------ INPUT ------

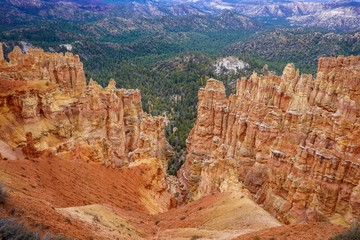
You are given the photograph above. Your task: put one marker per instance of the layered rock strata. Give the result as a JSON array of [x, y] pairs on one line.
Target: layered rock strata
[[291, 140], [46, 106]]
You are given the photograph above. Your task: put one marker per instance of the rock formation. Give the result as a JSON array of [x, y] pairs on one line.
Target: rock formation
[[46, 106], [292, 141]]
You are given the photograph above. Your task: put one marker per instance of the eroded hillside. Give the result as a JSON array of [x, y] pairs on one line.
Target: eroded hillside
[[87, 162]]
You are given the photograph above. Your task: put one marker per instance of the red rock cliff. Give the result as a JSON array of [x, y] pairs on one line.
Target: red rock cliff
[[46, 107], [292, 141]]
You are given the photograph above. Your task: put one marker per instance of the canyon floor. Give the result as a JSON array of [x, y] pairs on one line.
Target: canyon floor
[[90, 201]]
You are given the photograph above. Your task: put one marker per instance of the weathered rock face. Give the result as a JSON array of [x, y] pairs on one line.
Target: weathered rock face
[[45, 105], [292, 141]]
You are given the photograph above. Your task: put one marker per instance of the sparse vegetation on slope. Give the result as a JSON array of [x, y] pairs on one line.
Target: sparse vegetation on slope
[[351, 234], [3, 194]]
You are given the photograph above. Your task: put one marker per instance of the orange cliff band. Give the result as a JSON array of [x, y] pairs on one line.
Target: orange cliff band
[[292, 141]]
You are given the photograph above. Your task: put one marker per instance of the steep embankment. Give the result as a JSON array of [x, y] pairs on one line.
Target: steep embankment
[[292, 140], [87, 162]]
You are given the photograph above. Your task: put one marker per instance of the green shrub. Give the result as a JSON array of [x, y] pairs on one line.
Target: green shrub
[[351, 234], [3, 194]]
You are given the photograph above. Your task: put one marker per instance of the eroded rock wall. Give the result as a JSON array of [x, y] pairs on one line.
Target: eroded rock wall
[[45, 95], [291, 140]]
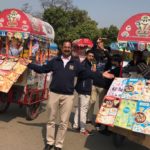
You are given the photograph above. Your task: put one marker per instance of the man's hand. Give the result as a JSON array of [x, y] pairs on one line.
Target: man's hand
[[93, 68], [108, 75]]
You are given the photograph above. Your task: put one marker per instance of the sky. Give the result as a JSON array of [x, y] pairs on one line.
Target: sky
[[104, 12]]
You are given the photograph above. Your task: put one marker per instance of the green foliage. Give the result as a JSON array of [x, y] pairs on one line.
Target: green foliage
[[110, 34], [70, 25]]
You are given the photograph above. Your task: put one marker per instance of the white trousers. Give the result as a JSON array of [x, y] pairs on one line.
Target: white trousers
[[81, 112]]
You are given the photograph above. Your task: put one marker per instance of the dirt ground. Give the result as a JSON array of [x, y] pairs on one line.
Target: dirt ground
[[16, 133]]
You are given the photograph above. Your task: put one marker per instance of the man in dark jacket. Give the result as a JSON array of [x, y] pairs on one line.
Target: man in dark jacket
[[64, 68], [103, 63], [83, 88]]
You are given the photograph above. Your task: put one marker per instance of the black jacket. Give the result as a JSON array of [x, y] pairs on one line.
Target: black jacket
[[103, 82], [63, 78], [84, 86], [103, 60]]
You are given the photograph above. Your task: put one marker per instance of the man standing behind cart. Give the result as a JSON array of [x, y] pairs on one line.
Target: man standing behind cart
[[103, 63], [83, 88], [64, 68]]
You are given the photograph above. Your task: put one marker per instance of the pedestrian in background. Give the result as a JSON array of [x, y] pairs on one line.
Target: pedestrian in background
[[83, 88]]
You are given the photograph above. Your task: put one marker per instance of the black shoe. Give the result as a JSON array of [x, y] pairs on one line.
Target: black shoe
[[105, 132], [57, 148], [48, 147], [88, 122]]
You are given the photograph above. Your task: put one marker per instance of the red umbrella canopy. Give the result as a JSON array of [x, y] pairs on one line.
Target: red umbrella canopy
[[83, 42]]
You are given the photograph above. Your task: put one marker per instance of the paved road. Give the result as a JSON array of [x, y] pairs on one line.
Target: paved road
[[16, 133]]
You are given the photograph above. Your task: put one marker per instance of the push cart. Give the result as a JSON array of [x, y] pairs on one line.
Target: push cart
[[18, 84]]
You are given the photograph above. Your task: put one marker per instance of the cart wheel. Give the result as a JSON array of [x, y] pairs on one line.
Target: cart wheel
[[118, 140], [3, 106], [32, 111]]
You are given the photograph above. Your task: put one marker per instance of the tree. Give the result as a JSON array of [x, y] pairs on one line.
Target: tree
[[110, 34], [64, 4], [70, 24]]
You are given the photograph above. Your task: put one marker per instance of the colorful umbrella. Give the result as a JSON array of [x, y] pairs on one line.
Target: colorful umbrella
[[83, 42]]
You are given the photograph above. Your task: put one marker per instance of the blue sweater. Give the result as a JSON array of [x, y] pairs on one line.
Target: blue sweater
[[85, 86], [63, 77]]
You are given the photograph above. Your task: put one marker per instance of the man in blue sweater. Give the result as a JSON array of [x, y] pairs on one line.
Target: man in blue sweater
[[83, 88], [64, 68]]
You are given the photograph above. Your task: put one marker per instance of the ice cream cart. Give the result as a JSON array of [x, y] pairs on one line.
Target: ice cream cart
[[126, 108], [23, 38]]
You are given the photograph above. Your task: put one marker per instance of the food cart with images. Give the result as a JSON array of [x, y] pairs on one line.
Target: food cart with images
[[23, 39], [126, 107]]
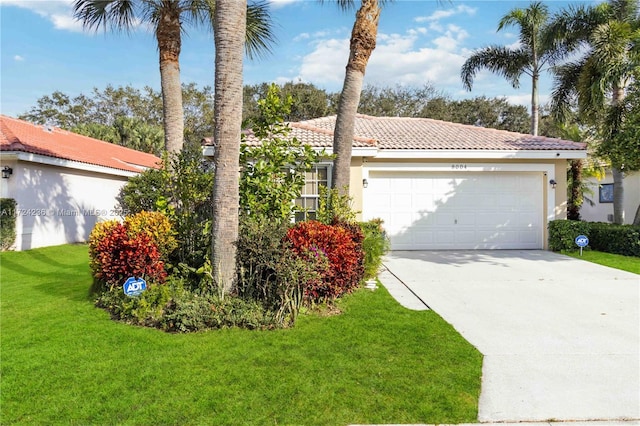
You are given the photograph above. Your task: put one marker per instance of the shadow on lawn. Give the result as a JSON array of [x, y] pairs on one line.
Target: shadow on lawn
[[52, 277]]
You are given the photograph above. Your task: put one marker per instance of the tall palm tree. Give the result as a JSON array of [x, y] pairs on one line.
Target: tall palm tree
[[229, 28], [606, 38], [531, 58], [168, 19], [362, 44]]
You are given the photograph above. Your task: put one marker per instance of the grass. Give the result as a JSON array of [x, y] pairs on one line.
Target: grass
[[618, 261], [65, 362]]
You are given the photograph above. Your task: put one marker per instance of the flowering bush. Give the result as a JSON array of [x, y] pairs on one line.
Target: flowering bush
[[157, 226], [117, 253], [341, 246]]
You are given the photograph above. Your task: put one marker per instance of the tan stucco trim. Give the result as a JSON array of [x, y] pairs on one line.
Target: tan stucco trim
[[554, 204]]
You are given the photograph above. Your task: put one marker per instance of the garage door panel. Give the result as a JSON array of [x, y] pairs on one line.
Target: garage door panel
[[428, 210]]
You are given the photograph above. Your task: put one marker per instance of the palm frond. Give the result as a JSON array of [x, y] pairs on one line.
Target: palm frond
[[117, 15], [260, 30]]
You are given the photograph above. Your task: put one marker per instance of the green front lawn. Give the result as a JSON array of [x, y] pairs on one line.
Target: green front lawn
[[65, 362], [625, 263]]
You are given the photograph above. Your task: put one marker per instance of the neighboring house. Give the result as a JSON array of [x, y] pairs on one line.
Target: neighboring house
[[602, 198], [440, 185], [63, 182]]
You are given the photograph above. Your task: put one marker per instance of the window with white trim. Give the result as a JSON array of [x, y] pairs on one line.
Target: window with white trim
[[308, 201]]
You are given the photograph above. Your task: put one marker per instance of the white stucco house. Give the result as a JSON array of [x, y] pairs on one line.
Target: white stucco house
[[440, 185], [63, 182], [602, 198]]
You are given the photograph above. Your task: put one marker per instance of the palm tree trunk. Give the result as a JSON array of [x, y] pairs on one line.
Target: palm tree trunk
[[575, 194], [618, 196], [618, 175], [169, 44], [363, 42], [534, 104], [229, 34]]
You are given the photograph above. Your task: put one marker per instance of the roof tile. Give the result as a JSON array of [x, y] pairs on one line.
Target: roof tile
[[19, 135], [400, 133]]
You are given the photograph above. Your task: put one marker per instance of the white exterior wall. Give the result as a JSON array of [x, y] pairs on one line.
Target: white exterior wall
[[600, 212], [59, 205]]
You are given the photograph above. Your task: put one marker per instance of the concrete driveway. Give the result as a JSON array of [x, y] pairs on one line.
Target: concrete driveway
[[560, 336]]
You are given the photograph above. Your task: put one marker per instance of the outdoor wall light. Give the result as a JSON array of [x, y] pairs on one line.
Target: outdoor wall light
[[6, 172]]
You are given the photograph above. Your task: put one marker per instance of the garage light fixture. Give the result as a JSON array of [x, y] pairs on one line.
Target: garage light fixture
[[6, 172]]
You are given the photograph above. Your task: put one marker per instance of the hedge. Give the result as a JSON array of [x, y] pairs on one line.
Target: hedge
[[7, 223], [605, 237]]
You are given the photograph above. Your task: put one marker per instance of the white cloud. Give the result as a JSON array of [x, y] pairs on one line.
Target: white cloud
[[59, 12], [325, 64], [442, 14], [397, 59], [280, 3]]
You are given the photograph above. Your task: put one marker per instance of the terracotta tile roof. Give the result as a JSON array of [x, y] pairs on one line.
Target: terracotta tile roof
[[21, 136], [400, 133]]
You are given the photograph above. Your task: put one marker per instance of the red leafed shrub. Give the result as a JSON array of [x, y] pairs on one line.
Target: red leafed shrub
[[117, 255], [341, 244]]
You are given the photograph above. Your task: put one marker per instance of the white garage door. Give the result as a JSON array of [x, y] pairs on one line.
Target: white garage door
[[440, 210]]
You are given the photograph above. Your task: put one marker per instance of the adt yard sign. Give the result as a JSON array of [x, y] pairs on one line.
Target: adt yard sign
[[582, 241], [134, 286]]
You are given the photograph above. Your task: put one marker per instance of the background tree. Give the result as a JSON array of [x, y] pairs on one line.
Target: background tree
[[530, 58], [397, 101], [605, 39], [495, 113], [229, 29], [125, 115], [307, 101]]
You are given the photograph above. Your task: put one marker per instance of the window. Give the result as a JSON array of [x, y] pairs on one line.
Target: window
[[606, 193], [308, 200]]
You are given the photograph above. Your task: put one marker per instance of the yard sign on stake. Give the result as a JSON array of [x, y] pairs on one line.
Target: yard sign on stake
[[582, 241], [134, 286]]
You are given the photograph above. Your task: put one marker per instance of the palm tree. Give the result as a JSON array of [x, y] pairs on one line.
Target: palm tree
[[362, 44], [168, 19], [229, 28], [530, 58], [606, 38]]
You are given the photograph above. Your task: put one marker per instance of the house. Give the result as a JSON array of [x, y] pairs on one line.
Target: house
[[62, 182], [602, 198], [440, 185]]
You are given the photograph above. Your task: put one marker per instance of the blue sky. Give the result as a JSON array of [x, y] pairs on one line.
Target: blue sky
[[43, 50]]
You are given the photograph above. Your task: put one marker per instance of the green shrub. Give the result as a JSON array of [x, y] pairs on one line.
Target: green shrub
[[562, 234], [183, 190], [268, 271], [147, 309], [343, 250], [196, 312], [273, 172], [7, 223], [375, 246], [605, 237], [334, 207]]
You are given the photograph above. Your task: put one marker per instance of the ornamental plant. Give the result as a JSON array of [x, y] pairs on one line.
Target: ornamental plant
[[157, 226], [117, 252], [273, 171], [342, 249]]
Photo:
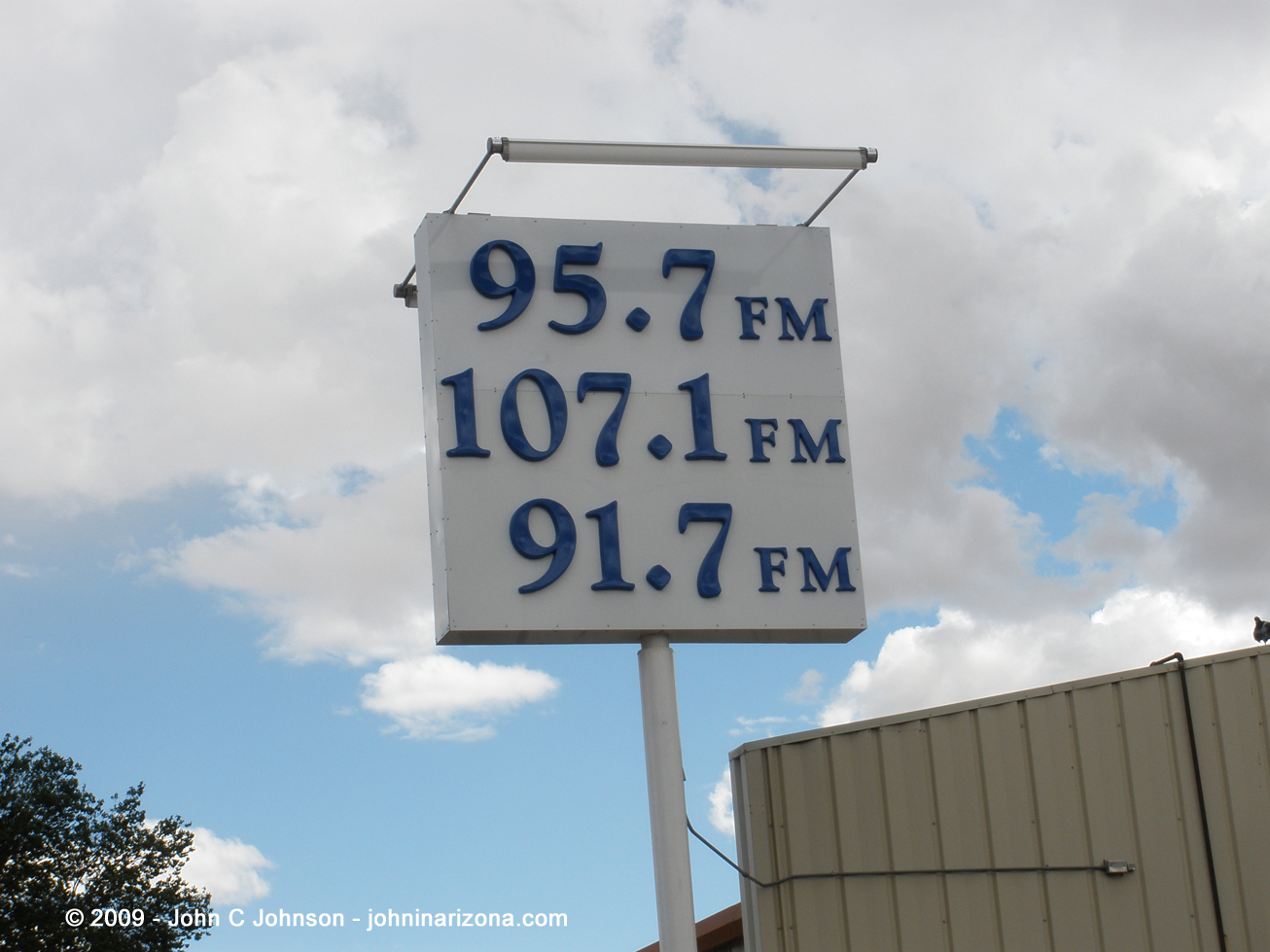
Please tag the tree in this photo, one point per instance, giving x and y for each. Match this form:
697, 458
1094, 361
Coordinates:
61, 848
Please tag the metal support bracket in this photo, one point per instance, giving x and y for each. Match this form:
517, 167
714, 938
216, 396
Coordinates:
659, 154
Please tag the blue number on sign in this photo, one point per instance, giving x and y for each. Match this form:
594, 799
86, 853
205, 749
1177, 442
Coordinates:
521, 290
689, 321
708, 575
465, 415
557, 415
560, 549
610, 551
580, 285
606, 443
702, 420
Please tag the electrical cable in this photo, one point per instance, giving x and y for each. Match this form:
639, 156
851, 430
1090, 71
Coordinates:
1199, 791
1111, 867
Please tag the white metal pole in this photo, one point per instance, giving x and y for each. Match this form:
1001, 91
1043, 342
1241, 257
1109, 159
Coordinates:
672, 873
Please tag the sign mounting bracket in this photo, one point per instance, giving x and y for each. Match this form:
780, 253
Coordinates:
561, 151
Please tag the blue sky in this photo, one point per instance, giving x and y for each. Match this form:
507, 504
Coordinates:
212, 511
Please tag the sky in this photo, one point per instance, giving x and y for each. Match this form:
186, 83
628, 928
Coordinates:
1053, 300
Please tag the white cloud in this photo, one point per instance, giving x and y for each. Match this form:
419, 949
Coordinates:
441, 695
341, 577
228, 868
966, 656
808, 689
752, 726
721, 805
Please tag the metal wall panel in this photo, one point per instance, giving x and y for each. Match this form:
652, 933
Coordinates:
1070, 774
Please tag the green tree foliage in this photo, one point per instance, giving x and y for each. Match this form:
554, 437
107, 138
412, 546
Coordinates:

------

From the records above, pull every line that has the string "bracket" and copy it.

Please tag the metal support bracket in this photo, one point per instance, giving x and y for each. Match this form:
Please tag the sign mounting bracket in this photo, one point per instance, giving x and y for each. Match this form:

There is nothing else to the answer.